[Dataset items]
──────
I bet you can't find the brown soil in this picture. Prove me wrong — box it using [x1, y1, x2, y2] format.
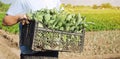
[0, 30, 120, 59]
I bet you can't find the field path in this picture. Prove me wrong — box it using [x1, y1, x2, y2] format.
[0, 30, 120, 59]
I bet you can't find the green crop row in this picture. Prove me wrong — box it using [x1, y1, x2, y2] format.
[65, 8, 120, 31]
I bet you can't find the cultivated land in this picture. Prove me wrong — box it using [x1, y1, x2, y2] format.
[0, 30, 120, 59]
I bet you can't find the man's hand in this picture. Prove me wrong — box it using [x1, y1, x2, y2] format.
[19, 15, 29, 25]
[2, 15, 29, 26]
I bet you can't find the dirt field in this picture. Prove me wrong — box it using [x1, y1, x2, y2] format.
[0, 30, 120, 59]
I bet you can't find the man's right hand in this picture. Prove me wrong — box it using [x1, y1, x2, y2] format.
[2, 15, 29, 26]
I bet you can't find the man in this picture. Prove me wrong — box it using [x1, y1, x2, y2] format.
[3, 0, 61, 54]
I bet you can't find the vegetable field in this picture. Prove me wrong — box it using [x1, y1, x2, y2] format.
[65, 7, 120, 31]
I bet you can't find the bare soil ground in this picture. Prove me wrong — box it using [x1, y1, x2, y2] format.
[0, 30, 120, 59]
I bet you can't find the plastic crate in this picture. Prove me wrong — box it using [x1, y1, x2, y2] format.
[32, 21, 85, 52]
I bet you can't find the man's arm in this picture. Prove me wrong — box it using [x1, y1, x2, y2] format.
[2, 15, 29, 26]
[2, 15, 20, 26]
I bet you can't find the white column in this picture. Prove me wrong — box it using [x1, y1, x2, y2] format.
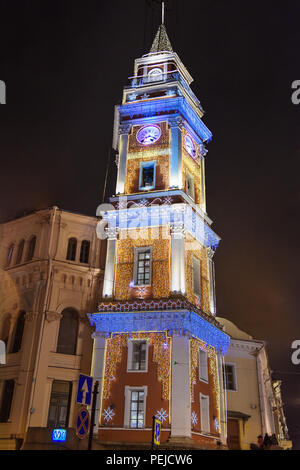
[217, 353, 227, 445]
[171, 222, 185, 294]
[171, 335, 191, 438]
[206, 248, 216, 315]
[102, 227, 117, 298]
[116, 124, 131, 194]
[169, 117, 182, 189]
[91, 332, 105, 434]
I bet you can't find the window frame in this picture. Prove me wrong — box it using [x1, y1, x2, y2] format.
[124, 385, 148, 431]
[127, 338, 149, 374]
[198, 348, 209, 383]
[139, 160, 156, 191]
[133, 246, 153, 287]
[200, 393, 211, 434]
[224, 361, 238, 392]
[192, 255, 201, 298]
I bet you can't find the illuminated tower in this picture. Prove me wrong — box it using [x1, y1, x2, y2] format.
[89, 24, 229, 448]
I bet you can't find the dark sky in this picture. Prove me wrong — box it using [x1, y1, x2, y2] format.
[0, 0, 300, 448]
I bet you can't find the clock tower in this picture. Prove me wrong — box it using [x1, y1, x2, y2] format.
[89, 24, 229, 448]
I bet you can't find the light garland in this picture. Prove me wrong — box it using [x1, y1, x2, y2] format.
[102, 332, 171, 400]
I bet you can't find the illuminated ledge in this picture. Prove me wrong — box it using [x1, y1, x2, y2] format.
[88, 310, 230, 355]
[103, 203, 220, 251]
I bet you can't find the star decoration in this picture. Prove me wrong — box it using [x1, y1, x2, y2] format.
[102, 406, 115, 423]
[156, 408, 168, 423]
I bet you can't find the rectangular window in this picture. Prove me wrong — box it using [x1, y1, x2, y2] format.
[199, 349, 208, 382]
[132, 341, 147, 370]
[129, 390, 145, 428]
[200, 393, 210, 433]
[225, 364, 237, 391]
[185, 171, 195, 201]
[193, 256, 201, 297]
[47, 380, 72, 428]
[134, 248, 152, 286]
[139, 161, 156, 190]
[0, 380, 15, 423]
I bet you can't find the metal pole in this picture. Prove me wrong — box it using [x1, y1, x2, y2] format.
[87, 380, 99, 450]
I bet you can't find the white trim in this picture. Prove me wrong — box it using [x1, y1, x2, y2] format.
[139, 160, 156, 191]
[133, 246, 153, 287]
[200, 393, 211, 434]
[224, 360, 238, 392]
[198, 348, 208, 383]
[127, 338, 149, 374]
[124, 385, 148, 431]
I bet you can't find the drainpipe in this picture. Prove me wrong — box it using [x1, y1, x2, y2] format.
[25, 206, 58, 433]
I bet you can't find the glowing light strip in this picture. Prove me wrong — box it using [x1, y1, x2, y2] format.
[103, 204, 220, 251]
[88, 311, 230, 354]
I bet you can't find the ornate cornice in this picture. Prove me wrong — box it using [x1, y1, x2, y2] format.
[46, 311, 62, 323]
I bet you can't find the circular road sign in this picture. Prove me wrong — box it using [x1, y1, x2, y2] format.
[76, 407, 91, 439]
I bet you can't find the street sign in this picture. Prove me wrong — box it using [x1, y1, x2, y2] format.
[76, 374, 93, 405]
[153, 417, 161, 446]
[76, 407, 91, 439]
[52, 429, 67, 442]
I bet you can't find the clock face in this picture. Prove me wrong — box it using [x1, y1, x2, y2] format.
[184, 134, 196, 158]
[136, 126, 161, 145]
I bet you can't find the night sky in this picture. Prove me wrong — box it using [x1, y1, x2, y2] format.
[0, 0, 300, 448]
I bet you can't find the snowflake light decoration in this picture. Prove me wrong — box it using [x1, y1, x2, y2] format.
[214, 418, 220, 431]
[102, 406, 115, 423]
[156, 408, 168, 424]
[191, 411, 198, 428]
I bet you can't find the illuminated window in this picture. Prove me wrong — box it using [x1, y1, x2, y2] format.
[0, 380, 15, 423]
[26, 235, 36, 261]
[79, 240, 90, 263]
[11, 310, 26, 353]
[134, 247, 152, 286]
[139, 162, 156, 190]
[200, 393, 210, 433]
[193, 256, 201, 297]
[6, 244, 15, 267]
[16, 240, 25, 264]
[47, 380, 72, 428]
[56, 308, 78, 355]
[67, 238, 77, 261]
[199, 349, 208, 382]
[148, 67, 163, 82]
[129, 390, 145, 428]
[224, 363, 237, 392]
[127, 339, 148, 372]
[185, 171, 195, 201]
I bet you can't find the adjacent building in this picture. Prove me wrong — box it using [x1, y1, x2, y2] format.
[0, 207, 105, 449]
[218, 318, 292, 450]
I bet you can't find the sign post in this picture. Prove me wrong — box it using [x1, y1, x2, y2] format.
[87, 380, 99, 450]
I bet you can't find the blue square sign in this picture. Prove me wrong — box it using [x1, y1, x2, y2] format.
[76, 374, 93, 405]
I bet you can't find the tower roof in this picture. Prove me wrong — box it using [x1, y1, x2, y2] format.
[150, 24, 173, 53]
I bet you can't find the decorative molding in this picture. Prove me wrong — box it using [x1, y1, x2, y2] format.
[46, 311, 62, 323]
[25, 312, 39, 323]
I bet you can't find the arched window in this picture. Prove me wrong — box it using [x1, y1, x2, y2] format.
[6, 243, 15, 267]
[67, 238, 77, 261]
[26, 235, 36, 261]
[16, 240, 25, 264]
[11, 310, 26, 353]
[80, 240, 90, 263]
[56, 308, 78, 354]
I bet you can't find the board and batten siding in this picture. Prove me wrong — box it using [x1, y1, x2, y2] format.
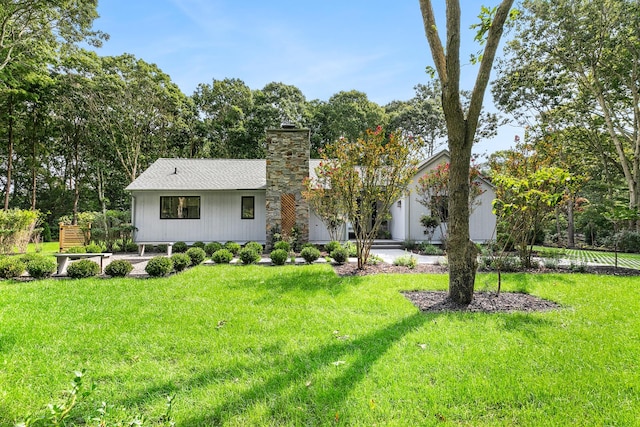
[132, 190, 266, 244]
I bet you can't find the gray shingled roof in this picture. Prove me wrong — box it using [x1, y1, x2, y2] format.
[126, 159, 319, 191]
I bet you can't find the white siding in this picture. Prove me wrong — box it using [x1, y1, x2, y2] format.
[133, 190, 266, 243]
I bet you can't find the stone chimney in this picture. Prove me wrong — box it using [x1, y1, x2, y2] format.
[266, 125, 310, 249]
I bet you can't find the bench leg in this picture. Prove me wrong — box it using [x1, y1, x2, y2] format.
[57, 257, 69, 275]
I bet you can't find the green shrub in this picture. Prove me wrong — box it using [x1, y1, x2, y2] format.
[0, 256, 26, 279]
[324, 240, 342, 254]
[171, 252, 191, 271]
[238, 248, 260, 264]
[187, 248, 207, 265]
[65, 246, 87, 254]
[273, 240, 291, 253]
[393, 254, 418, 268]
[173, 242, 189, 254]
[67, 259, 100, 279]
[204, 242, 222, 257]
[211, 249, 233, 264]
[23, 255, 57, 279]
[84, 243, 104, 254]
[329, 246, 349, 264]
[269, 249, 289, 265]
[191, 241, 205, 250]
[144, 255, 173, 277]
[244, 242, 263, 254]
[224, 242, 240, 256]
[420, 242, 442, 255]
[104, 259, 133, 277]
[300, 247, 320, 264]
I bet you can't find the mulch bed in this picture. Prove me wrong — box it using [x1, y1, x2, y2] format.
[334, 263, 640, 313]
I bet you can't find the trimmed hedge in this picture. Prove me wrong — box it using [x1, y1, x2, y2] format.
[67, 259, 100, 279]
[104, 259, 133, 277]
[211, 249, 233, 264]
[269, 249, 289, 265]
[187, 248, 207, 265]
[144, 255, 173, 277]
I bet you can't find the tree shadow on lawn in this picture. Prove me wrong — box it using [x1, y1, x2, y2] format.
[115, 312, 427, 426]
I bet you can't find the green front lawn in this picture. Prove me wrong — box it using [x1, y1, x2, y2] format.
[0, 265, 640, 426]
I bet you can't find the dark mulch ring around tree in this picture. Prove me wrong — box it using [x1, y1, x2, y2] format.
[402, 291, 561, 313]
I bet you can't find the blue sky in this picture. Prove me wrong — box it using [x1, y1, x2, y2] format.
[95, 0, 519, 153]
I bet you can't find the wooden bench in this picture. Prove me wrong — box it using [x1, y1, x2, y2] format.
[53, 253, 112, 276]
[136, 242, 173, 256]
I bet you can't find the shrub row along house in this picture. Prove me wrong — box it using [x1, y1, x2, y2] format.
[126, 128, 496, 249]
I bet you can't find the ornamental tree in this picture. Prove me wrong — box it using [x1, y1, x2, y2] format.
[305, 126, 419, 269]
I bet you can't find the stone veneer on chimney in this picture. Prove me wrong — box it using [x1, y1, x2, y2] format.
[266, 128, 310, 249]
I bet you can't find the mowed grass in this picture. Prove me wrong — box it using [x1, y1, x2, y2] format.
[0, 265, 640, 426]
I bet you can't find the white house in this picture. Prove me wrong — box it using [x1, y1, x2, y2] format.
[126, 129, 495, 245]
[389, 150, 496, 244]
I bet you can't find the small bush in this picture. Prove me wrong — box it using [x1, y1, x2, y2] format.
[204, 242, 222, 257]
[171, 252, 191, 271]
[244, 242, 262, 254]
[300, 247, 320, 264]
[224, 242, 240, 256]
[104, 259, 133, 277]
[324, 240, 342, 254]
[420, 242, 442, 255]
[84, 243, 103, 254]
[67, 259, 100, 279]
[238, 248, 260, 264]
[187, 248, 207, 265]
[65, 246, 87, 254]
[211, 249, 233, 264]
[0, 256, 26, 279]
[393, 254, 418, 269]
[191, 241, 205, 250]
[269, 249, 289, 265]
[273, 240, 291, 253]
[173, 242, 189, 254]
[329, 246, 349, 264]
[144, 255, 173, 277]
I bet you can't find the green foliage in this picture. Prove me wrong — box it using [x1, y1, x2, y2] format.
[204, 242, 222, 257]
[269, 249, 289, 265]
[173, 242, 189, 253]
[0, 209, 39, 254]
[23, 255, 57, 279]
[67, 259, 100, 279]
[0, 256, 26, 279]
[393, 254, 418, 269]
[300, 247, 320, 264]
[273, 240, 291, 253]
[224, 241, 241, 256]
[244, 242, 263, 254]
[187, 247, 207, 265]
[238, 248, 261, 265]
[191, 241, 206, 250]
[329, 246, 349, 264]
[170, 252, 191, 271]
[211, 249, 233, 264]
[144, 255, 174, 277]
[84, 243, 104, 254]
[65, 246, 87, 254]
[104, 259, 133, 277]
──────
Count the lines in the dataset items above that contain the string "dark", with case counting, and give only that number.

- **Exercise result**: 2